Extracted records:
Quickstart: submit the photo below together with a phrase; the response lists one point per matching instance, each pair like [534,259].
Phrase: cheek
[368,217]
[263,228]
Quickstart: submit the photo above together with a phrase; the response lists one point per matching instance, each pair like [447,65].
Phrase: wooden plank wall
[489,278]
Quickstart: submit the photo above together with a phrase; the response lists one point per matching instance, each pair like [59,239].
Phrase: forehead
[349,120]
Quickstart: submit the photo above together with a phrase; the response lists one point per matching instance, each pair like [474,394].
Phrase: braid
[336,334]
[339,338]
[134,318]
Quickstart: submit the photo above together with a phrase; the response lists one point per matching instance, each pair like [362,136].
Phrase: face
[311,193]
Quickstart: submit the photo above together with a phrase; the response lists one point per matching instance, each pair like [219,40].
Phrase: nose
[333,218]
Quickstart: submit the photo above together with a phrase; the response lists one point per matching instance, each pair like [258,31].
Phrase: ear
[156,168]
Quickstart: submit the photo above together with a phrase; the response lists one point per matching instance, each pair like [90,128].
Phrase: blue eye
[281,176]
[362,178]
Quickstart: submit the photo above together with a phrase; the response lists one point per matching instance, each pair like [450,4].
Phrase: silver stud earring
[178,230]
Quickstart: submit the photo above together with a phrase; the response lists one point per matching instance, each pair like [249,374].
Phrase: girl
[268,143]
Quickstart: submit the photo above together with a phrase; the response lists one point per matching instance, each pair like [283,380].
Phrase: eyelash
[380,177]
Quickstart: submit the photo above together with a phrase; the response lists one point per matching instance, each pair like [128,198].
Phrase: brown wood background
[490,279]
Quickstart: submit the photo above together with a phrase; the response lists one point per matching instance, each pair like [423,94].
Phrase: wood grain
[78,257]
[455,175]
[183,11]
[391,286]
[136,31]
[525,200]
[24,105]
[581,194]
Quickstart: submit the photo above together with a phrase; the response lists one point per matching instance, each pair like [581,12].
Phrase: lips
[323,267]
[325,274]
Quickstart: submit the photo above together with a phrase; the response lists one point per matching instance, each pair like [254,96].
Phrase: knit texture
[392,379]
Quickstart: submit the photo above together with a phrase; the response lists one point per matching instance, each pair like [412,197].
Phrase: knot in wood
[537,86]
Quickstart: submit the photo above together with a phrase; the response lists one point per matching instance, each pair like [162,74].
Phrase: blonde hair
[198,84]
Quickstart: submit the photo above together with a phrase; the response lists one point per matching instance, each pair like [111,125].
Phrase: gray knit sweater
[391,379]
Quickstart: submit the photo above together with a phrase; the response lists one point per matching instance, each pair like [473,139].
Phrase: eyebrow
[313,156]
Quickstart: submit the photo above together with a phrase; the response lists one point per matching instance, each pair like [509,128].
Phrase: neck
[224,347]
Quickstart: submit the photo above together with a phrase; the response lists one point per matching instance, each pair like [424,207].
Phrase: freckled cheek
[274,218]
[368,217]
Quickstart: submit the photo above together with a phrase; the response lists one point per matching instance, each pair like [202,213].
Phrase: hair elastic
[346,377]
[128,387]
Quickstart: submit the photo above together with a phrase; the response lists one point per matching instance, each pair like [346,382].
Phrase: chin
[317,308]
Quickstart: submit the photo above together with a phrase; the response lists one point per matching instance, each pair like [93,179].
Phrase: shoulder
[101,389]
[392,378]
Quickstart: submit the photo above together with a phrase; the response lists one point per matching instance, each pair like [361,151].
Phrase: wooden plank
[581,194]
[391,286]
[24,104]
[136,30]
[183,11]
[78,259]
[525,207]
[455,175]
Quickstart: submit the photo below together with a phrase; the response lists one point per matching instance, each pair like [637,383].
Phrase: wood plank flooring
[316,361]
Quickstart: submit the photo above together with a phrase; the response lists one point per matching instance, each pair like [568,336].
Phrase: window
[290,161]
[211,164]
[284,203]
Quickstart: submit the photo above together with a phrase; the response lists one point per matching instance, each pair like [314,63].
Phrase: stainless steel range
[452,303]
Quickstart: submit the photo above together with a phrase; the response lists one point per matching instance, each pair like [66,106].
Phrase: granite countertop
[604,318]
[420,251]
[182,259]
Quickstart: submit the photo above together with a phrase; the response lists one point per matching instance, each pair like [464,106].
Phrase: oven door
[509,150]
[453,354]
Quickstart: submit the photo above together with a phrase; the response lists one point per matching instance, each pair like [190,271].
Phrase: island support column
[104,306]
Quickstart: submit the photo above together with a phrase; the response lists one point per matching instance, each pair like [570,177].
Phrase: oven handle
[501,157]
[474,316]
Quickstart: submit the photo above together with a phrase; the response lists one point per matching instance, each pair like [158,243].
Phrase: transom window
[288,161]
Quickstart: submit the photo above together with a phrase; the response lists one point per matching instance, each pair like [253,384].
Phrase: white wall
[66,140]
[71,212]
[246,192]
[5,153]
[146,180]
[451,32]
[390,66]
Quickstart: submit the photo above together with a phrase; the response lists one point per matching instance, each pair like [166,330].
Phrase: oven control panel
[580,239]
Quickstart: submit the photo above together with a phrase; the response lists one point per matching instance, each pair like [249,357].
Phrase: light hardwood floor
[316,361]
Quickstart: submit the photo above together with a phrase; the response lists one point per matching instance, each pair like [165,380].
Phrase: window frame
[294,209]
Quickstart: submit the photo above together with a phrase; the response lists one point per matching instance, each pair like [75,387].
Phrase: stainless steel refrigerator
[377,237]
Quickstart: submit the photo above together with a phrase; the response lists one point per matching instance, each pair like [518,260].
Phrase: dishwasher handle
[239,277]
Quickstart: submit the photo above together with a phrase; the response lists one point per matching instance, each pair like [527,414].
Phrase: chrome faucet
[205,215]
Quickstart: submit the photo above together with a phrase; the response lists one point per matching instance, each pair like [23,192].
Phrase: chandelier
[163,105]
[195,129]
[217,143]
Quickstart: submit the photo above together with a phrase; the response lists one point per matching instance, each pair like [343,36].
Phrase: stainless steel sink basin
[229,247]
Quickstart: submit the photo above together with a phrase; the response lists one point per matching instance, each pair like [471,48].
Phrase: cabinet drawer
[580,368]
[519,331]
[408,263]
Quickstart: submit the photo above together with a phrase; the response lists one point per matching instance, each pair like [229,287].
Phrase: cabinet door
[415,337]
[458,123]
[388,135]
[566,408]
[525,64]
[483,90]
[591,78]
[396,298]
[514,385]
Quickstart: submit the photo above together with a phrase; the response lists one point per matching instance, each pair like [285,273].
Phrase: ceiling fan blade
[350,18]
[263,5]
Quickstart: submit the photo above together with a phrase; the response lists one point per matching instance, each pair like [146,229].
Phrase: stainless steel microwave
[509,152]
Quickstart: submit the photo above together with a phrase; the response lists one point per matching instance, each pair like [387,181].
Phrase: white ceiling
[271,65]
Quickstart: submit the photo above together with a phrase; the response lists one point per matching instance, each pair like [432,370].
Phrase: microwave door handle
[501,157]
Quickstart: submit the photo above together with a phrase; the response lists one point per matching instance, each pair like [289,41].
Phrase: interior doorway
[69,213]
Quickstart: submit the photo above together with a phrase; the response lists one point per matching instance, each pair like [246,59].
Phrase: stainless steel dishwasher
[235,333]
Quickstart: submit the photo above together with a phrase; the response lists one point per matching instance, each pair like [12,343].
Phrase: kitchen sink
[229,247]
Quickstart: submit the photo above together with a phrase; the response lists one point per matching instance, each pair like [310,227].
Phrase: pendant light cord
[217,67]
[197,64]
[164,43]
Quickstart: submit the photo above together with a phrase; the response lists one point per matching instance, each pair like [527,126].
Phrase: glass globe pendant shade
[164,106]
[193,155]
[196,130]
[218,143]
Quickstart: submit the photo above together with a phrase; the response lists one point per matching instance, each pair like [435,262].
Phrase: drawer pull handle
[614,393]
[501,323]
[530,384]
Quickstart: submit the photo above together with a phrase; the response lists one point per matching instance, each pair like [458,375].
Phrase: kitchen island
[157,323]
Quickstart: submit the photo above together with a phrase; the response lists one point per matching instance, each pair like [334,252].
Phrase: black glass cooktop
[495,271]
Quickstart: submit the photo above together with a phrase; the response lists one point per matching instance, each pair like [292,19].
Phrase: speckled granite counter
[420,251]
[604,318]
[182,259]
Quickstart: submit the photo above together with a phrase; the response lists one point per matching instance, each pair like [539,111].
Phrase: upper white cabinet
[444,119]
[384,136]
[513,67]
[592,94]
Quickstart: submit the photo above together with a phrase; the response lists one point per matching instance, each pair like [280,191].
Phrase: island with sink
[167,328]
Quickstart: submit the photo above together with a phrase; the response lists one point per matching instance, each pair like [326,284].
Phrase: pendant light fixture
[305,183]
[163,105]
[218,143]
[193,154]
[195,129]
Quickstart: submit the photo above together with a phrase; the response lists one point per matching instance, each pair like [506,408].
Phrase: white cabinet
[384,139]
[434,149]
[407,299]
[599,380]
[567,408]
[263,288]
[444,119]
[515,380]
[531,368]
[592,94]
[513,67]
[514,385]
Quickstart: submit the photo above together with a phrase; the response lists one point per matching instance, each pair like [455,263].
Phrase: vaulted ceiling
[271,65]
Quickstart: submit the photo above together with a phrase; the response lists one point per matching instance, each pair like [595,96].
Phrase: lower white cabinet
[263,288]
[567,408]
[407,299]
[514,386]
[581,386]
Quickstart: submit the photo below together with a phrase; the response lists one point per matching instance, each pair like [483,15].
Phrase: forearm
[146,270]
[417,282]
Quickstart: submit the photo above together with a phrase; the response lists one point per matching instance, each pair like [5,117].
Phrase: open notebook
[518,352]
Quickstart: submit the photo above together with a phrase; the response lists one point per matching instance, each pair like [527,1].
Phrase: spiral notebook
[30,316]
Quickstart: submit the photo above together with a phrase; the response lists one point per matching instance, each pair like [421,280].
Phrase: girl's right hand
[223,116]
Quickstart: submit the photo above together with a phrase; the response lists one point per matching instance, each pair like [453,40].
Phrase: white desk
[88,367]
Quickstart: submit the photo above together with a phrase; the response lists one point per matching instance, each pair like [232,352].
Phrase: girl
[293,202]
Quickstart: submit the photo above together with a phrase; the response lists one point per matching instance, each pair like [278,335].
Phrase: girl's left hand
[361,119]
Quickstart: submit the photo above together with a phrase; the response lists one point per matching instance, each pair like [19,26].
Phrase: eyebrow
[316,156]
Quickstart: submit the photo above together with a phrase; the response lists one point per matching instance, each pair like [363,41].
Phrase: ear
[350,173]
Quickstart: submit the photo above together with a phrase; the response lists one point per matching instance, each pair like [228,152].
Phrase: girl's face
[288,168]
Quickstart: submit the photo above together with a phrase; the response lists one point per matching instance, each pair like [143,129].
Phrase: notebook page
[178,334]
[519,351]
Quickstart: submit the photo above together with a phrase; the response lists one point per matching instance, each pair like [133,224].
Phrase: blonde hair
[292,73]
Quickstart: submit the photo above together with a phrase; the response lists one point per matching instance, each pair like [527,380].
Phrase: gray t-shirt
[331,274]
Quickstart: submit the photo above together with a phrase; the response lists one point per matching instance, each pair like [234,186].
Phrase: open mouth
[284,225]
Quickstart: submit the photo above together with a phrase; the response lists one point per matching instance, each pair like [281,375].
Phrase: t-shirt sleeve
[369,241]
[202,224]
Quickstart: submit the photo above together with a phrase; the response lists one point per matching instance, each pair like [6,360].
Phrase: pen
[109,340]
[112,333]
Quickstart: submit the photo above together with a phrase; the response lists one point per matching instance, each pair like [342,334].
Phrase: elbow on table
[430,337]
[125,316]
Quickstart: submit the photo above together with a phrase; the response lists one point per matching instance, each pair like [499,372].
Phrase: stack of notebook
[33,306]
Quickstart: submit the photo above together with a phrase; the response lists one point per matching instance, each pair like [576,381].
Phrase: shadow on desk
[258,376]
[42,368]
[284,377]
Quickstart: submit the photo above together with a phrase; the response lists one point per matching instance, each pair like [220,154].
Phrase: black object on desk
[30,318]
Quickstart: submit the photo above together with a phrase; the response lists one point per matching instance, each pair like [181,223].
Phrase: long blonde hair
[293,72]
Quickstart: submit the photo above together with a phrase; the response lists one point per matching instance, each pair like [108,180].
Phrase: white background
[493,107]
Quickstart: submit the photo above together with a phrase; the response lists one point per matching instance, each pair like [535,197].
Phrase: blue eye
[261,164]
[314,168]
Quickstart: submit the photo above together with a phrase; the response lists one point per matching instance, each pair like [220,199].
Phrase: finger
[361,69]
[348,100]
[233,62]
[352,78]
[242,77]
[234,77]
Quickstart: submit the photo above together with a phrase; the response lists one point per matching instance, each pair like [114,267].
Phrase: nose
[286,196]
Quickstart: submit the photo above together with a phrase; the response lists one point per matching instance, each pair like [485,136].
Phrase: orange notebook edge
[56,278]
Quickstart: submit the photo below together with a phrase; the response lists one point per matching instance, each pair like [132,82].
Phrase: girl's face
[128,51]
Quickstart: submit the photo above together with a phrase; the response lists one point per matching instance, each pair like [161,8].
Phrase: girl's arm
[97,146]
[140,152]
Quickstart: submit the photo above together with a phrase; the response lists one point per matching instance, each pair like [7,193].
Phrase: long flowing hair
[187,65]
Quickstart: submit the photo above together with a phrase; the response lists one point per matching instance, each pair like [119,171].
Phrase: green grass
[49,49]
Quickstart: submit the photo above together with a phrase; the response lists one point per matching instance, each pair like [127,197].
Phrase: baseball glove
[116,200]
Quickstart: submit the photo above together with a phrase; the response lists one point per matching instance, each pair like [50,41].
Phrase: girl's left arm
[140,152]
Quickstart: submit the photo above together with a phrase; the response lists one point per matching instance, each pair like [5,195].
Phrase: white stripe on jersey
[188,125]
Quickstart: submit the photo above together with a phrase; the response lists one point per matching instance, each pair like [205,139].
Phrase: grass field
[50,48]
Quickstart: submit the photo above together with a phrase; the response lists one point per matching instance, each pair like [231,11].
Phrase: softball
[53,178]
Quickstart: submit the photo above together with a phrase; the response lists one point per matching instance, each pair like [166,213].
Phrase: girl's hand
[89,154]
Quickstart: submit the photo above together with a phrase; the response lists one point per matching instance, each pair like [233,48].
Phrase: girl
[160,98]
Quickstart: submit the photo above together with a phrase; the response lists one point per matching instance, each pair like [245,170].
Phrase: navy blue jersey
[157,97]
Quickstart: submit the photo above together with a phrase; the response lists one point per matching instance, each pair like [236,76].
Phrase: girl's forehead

THE PROBLEM » Whenever the word "below" shows up in a line of the entries, copy that line.

RESPONSE AREA »
Quickstart: submit the photo below together with a phrase; the response lists one point per matching instance, each pair like [534,259].
Quickstart: submit the photo below together with a phrase; the response lists one point per matching instance, each pair like [637,383].
Quickstart: submit the photo below together with a phrase; the response lists one point per matching instance, each pair like [483,15].
Quickstart: submit the photo below together with a phrase; the response lists one point per matching instance, each pair like [132,82].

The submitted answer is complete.